■ Document excerpt
* * *

In a “Through the Looking Glass”-to-the-microscope type of story, researchers are hoping a mushroom that grows on caterpillars may be the source of a new type of painkillers for people with osteoarthritis.
Backed by nearly $400,000 of funding from Arthritis Research UK, scientists at the University of Nottingham are exploring the painkilling potential of cordycepin, a compound found in cordycepin mushrooms. The parasitic mushrooms are widely used in Chinese medicine.
More than 52.5 million U.S. adults have arthritis, according to the Centers for Disease Control. The figure is expected to grow as our population ages. Current popular drugs for the disease, such as corticosteroids and non-steroidal-anti-inflammatory drugs (NSAIDS) often have side effects. The cordycepin works to block the inflammation caused by arthritis in a totally different way, at a different stage in the process, than these drugs. Researchers believe the cordycepin is likely to have more benefits and fewer side effects, according to a release from the University of Nottingham. The research was noted on sciencedaily.com.

* * *

■ Extracted material
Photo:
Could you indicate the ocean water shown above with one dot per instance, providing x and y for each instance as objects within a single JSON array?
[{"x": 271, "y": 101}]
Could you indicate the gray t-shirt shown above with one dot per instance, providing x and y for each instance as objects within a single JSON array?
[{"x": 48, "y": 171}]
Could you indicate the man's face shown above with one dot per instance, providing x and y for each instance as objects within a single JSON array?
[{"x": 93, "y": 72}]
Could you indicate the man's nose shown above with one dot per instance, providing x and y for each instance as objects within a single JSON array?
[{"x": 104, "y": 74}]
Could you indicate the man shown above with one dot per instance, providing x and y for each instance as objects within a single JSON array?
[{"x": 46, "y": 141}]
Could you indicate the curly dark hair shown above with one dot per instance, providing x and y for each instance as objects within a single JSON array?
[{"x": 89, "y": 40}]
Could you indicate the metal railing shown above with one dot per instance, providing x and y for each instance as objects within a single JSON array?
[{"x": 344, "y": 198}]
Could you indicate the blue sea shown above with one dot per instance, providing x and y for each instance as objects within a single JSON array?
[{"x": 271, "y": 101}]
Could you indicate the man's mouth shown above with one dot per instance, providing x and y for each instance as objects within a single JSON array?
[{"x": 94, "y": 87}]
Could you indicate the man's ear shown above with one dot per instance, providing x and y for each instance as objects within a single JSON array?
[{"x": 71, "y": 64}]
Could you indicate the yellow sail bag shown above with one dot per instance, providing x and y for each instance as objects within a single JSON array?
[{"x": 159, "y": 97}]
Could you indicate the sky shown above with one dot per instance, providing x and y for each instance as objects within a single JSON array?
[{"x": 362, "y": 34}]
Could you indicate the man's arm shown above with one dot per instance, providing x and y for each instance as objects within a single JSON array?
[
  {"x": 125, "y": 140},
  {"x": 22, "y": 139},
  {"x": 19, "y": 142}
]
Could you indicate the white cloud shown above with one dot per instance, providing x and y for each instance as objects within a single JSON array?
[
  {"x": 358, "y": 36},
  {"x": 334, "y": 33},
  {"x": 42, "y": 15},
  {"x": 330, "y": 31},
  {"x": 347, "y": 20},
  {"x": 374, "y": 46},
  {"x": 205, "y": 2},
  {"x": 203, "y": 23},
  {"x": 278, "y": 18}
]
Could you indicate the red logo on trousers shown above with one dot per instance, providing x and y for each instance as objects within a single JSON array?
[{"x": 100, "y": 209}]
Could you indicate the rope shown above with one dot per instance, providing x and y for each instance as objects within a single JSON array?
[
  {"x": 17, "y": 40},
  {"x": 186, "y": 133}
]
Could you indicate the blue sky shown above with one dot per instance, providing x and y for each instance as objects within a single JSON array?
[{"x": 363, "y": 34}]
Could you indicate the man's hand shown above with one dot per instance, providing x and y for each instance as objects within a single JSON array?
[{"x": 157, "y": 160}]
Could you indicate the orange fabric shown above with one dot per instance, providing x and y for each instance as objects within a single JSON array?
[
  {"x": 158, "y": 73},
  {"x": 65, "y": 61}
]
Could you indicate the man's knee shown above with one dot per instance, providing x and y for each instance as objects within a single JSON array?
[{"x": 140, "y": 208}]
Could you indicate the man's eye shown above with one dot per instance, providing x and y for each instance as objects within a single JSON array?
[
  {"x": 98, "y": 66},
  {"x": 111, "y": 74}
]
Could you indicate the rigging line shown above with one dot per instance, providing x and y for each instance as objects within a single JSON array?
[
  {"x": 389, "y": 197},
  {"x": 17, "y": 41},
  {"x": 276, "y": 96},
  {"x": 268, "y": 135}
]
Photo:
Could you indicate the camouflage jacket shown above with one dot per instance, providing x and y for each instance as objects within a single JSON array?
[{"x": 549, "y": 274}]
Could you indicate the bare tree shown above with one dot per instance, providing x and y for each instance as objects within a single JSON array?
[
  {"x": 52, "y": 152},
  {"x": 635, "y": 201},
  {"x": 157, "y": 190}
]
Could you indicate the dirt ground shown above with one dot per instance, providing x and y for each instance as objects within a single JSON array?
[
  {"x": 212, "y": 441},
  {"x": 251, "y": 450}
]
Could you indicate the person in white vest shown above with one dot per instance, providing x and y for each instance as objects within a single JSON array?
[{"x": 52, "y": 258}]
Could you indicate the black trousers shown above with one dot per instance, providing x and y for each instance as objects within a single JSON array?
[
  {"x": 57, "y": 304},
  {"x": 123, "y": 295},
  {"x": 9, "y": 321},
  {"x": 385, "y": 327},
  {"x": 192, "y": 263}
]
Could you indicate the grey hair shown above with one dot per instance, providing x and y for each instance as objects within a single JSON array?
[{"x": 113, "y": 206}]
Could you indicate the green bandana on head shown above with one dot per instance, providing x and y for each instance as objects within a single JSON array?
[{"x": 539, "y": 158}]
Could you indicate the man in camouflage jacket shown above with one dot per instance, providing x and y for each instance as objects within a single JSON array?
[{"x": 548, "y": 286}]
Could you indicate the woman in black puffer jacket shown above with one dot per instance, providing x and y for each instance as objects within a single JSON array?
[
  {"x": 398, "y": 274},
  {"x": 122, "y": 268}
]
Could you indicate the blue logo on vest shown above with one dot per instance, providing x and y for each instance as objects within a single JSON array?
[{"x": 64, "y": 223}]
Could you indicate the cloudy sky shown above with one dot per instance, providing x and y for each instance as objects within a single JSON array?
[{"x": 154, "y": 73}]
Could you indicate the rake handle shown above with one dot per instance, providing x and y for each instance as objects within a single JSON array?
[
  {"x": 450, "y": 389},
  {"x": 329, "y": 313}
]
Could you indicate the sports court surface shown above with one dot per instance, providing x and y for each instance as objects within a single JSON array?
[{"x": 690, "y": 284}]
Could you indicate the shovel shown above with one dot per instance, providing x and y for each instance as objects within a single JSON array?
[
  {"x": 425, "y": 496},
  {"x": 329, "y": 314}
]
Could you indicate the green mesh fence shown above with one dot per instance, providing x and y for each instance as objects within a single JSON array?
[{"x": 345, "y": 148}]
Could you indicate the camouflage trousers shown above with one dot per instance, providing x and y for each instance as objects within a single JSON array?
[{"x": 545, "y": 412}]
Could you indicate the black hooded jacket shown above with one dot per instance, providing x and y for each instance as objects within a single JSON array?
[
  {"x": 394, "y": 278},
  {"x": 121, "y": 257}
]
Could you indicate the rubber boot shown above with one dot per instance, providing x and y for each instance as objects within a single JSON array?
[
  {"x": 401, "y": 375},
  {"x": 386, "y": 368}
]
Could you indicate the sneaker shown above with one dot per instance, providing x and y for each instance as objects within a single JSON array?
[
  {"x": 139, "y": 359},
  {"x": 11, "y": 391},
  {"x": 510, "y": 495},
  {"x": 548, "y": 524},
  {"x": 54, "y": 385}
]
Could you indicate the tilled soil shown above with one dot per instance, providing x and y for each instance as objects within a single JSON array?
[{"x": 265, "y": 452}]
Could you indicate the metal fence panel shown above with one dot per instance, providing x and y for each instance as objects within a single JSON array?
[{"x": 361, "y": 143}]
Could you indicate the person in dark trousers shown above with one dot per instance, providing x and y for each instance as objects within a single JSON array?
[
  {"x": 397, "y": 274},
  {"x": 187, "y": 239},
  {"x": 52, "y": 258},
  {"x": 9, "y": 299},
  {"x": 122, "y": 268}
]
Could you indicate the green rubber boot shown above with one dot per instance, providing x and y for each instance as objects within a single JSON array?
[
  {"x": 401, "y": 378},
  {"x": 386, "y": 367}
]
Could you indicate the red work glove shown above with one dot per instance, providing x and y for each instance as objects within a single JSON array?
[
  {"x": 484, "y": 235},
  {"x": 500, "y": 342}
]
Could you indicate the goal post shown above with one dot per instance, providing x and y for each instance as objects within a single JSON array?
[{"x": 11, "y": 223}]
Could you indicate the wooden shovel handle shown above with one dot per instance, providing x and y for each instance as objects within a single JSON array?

* * *

■ Problems to work on
A - In the cordycepin article, which organization is funding the University of Nottingham research?
B - Pick up the cordycepin article after its last sentence and keep writing it.

■ Outputs for the tasks
A - Arthritis Research UK

B -
"When we first started investigating this compound it was frankly a bit of a long-shot and there was much skepticism from the scientific community," lead researcher Dr. Cordelia de Moor said in the release. "But we were stunned by the response from the pilot study, which showed that it was as effective as conventional painkillers in rats.
"This study is the first step in a potential drug development for a new class of drugs for osteoarthritis, although there are a number of hurdles we have to go through -- necessarily so -- before it gets nearer patients,” she said. “To the best of our knowledge, cordycepin has never been tested as a lead compound for osteoarthritis pain."
If it works, clinical trials could begin within six to ten years.
Other NSAID alternatives, such as DHA, boswellia and curcumin, are also drawing attention as powerful tools to fight inflammation and the resulting pain.